- **Directions**: Return each line of the data below that contains the string "stand", matching case exactly.

- **Material provided**:
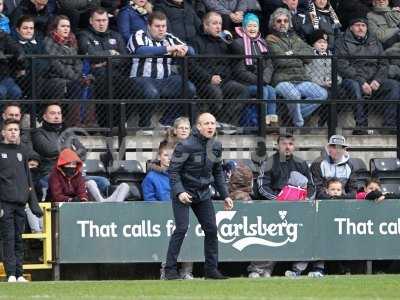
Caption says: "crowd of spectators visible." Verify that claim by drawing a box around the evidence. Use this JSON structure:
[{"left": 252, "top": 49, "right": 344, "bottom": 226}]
[{"left": 0, "top": 0, "right": 400, "bottom": 134}]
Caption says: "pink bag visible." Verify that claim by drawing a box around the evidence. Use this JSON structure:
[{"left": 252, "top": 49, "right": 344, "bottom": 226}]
[{"left": 276, "top": 185, "right": 307, "bottom": 201}]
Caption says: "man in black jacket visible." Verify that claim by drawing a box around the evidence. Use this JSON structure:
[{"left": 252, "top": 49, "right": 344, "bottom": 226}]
[
  {"left": 258, "top": 134, "right": 315, "bottom": 200},
  {"left": 335, "top": 16, "right": 400, "bottom": 135},
  {"left": 165, "top": 113, "right": 233, "bottom": 280},
  {"left": 0, "top": 120, "right": 43, "bottom": 282},
  {"left": 154, "top": 0, "right": 201, "bottom": 46}
]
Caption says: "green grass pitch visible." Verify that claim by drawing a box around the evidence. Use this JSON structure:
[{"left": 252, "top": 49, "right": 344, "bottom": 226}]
[{"left": 0, "top": 275, "right": 400, "bottom": 300}]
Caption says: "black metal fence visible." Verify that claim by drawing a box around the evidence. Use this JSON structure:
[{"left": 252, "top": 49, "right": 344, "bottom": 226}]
[{"left": 0, "top": 56, "right": 400, "bottom": 141}]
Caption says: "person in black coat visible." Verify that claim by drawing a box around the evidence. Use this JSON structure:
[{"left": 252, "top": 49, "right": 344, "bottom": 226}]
[
  {"left": 190, "top": 12, "right": 249, "bottom": 122},
  {"left": 154, "top": 0, "right": 201, "bottom": 46},
  {"left": 15, "top": 16, "right": 49, "bottom": 98},
  {"left": 258, "top": 134, "right": 315, "bottom": 200},
  {"left": 10, "top": 0, "right": 55, "bottom": 37},
  {"left": 0, "top": 120, "right": 43, "bottom": 282},
  {"left": 0, "top": 30, "right": 24, "bottom": 99},
  {"left": 165, "top": 113, "right": 233, "bottom": 280}
]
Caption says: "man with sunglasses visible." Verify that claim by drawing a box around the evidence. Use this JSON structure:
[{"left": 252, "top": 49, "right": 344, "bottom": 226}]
[{"left": 267, "top": 8, "right": 328, "bottom": 127}]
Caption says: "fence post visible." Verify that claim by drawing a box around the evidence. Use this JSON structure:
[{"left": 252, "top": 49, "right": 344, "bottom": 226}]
[
  {"left": 328, "top": 54, "right": 339, "bottom": 139},
  {"left": 28, "top": 57, "right": 37, "bottom": 128},
  {"left": 107, "top": 56, "right": 114, "bottom": 133},
  {"left": 257, "top": 57, "right": 267, "bottom": 137}
]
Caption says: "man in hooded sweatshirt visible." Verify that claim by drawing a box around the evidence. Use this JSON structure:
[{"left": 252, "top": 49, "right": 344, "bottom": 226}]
[
  {"left": 49, "top": 148, "right": 129, "bottom": 202},
  {"left": 0, "top": 119, "right": 43, "bottom": 282},
  {"left": 311, "top": 135, "right": 357, "bottom": 199}
]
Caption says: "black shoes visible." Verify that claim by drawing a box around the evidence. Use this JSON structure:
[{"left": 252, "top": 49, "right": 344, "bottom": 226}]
[
  {"left": 204, "top": 269, "right": 229, "bottom": 280},
  {"left": 164, "top": 270, "right": 182, "bottom": 280}
]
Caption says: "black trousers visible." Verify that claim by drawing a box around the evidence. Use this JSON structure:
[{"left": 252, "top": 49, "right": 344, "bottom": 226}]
[
  {"left": 165, "top": 199, "right": 218, "bottom": 271},
  {"left": 0, "top": 202, "right": 26, "bottom": 277}
]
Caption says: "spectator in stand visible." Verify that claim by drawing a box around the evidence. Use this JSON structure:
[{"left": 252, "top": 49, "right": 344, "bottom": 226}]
[
  {"left": 15, "top": 16, "right": 50, "bottom": 99},
  {"left": 302, "top": 0, "right": 342, "bottom": 49},
  {"left": 44, "top": 15, "right": 82, "bottom": 119},
  {"left": 190, "top": 12, "right": 249, "bottom": 122},
  {"left": 228, "top": 162, "right": 253, "bottom": 201},
  {"left": 367, "top": 0, "right": 400, "bottom": 49},
  {"left": 203, "top": 0, "right": 247, "bottom": 31},
  {"left": 4, "top": 0, "right": 22, "bottom": 16},
  {"left": 79, "top": 7, "right": 132, "bottom": 103},
  {"left": 117, "top": 0, "right": 153, "bottom": 42},
  {"left": 267, "top": 8, "right": 328, "bottom": 127},
  {"left": 49, "top": 149, "right": 129, "bottom": 202},
  {"left": 154, "top": 0, "right": 201, "bottom": 46},
  {"left": 2, "top": 103, "right": 40, "bottom": 161},
  {"left": 356, "top": 178, "right": 400, "bottom": 202},
  {"left": 128, "top": 11, "right": 196, "bottom": 127},
  {"left": 57, "top": 0, "right": 101, "bottom": 32},
  {"left": 0, "top": 0, "right": 11, "bottom": 33},
  {"left": 32, "top": 103, "right": 110, "bottom": 198},
  {"left": 256, "top": 134, "right": 315, "bottom": 278},
  {"left": 231, "top": 13, "right": 278, "bottom": 126},
  {"left": 0, "top": 120, "right": 43, "bottom": 282},
  {"left": 336, "top": 16, "right": 400, "bottom": 135},
  {"left": 0, "top": 31, "right": 24, "bottom": 100},
  {"left": 311, "top": 135, "right": 357, "bottom": 199},
  {"left": 11, "top": 0, "right": 55, "bottom": 38},
  {"left": 336, "top": 0, "right": 400, "bottom": 28}
]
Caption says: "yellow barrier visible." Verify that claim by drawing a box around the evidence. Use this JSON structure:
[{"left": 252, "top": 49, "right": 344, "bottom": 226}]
[{"left": 22, "top": 203, "right": 53, "bottom": 270}]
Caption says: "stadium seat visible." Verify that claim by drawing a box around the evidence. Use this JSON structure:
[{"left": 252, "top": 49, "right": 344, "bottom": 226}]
[
  {"left": 83, "top": 159, "right": 107, "bottom": 177},
  {"left": 382, "top": 183, "right": 400, "bottom": 194},
  {"left": 110, "top": 160, "right": 146, "bottom": 184}
]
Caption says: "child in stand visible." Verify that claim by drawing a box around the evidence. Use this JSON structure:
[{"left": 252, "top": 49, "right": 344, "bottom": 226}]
[
  {"left": 356, "top": 178, "right": 400, "bottom": 202},
  {"left": 0, "top": 0, "right": 10, "bottom": 34}
]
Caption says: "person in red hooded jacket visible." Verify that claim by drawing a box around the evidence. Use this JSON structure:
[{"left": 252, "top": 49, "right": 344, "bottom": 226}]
[{"left": 49, "top": 149, "right": 129, "bottom": 202}]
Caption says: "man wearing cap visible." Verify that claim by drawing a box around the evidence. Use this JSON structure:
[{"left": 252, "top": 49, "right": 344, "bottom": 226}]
[
  {"left": 311, "top": 135, "right": 357, "bottom": 199},
  {"left": 336, "top": 17, "right": 399, "bottom": 135}
]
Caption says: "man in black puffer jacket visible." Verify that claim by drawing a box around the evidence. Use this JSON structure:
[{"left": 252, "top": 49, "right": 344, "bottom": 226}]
[
  {"left": 0, "top": 120, "right": 43, "bottom": 282},
  {"left": 165, "top": 113, "right": 233, "bottom": 280},
  {"left": 258, "top": 134, "right": 315, "bottom": 200},
  {"left": 154, "top": 0, "right": 201, "bottom": 46}
]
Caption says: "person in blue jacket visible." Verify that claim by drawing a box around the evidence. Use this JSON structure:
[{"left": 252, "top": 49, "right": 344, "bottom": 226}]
[{"left": 142, "top": 141, "right": 173, "bottom": 201}]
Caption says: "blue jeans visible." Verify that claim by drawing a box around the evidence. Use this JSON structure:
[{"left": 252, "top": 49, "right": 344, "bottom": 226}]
[
  {"left": 247, "top": 85, "right": 276, "bottom": 115},
  {"left": 133, "top": 75, "right": 196, "bottom": 127},
  {"left": 0, "top": 77, "right": 22, "bottom": 100},
  {"left": 275, "top": 81, "right": 328, "bottom": 127}
]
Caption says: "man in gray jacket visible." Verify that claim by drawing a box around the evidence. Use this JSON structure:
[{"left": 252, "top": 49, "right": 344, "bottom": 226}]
[{"left": 336, "top": 17, "right": 399, "bottom": 135}]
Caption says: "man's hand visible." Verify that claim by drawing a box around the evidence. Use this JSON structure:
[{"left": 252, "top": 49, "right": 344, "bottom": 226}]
[
  {"left": 176, "top": 45, "right": 189, "bottom": 57},
  {"left": 211, "top": 75, "right": 222, "bottom": 85},
  {"left": 361, "top": 83, "right": 372, "bottom": 95},
  {"left": 224, "top": 197, "right": 233, "bottom": 210},
  {"left": 178, "top": 192, "right": 192, "bottom": 204},
  {"left": 369, "top": 80, "right": 381, "bottom": 91}
]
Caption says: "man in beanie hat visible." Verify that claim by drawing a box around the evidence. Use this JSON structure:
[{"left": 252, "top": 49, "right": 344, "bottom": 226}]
[
  {"left": 336, "top": 16, "right": 400, "bottom": 135},
  {"left": 267, "top": 8, "right": 328, "bottom": 127},
  {"left": 311, "top": 135, "right": 357, "bottom": 199}
]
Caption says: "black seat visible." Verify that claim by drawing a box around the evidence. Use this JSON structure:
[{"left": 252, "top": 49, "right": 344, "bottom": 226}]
[
  {"left": 110, "top": 160, "right": 146, "bottom": 184},
  {"left": 369, "top": 158, "right": 400, "bottom": 182},
  {"left": 82, "top": 159, "right": 107, "bottom": 177}
]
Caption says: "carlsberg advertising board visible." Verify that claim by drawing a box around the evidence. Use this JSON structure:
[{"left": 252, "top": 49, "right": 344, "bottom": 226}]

- **Completed exercise**:
Caption says: "spectator in stand visible." Verify that claim by drawing a box around the evidence. Use this JSON structure:
Caption says: "child in stand visible." Verify that claim by drawing a box around the evidence. Use this JSON structure:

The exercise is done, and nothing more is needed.